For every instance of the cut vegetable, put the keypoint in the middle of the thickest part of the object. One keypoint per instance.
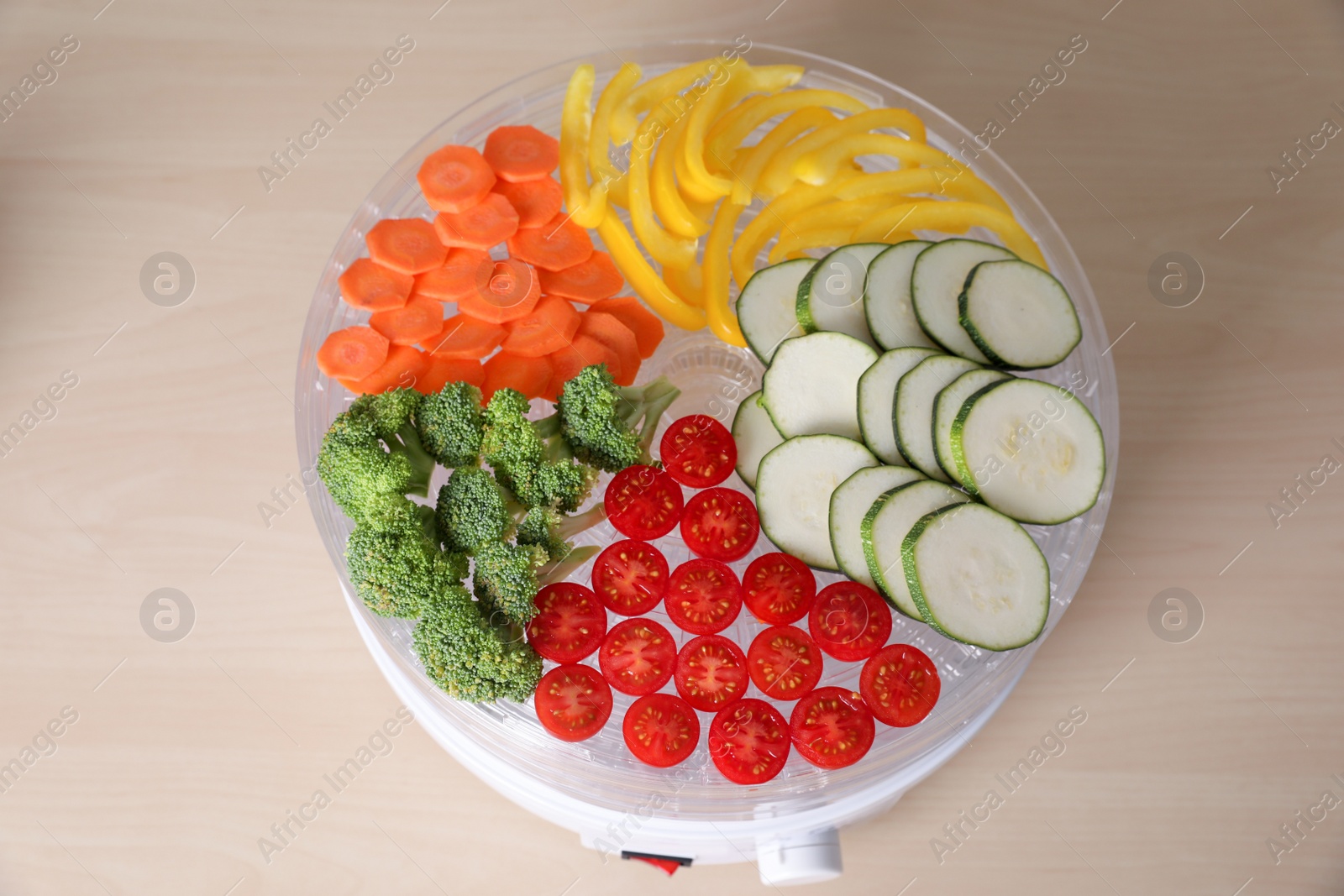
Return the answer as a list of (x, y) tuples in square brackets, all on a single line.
[(978, 577), (916, 394), (1018, 315), (886, 297), (812, 385), (885, 528), (1032, 450), (936, 282), (793, 493), (850, 503)]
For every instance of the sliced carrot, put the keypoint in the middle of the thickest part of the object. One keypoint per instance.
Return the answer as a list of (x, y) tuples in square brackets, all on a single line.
[(555, 244), (454, 177), (373, 288), (528, 375), (407, 244), (355, 352), (441, 371), (484, 224), (645, 325), (401, 369), (537, 201), (464, 338), (586, 282), (609, 331), (418, 320), (546, 329), (510, 293), (456, 277), (522, 152)]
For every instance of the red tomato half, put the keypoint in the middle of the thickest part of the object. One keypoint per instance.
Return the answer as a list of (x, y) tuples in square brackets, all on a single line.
[(638, 656), (831, 727), (643, 503), (779, 589), (573, 701), (569, 624), (698, 452), (784, 663), (711, 672), (631, 577), (900, 685), (749, 741), (850, 621), (721, 524), (703, 597), (662, 730)]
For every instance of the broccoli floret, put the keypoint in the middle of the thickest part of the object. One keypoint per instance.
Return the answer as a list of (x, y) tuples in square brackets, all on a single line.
[(470, 658), (450, 425), (602, 422)]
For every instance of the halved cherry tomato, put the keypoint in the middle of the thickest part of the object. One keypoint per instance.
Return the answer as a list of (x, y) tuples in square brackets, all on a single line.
[(569, 624), (699, 452), (662, 730), (749, 741), (711, 672), (643, 503), (703, 597), (631, 577), (900, 685), (638, 656), (779, 589), (831, 727), (850, 621), (721, 524), (573, 701), (785, 664)]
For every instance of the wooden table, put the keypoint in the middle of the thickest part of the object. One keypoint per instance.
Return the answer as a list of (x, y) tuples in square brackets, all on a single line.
[(175, 423)]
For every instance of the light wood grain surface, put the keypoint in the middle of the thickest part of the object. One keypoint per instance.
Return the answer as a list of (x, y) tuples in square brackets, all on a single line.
[(151, 472)]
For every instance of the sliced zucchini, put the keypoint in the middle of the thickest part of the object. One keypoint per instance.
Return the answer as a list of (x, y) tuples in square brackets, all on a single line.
[(886, 297), (754, 436), (945, 411), (877, 401), (916, 394), (831, 296), (812, 385), (766, 308), (793, 493), (884, 531), (1032, 450), (936, 282), (978, 577), (848, 506)]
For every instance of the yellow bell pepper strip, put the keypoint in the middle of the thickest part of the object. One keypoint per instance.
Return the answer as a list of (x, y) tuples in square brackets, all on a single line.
[(644, 280), (947, 217), (586, 204), (779, 174)]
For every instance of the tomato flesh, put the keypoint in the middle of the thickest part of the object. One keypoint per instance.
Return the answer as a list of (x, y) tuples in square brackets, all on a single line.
[(779, 589), (569, 624), (749, 741), (643, 503), (832, 727), (573, 701), (900, 685), (631, 578), (698, 452), (850, 621), (711, 672), (785, 664), (703, 597), (721, 524), (638, 656), (662, 730)]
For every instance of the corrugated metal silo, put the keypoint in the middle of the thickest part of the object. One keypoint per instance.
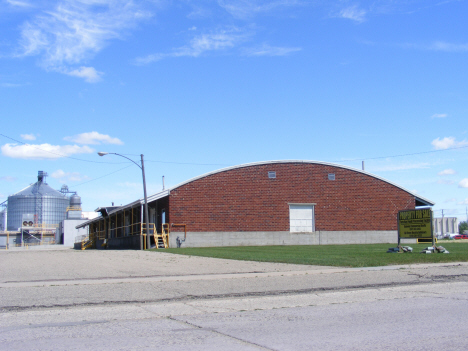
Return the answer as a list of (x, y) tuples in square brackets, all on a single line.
[(49, 206)]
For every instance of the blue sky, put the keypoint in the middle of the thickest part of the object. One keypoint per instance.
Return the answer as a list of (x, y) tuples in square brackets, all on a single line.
[(200, 85)]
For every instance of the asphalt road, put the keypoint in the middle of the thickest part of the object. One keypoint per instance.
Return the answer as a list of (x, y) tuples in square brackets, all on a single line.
[(129, 300)]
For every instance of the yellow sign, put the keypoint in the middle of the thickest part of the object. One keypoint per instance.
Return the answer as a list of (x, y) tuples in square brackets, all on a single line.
[(415, 224)]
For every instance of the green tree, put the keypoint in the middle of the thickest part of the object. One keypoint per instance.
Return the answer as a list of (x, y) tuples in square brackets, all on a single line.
[(462, 226)]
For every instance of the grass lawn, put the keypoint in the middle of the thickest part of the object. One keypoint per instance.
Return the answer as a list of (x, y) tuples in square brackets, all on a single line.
[(370, 255)]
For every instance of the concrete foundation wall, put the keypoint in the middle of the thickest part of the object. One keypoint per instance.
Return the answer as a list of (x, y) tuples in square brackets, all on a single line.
[(211, 239), (123, 243)]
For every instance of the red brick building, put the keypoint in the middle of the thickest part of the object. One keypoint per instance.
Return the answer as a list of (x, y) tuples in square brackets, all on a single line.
[(277, 203)]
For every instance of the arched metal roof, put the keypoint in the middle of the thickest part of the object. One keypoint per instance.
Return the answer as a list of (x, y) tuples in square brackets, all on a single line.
[(420, 201)]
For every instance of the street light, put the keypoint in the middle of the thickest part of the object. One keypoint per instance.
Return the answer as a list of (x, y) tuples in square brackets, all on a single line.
[(142, 167)]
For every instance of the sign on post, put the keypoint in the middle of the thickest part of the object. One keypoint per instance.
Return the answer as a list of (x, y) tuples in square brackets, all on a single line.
[(415, 224)]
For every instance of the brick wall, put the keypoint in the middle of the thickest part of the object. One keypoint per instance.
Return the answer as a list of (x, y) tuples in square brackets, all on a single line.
[(245, 199)]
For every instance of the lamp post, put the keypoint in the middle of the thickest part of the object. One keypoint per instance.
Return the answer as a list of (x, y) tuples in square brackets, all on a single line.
[(142, 167)]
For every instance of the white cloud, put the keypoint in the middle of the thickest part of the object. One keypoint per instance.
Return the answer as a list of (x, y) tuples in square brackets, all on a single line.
[(43, 151), (93, 138), (246, 9), (216, 41), (89, 74), (28, 136), (267, 50), (447, 143), (68, 176), (353, 13), (8, 178), (19, 3), (73, 31), (447, 172), (449, 47), (10, 85), (445, 181)]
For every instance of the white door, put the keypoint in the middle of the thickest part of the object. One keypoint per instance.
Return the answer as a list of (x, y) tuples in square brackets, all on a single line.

····················

- WHAT NEEDS TO BE DONE
Copy the following lines without any change, beginning at the line that contains "For every instance of the yellow bell" and stopping after the line that contains "[(644, 280), (947, 217), (586, 204), (779, 174)]".

- FINAL ANSWER
For every instance of the yellow bell pepper strip, put the keypoint in the middle of the thickest part of the object. One keypoint per instance.
Return the answer as a list of (x, y) tuples in square brackets, all on a single line.
[(644, 280), (947, 217), (586, 204), (779, 174)]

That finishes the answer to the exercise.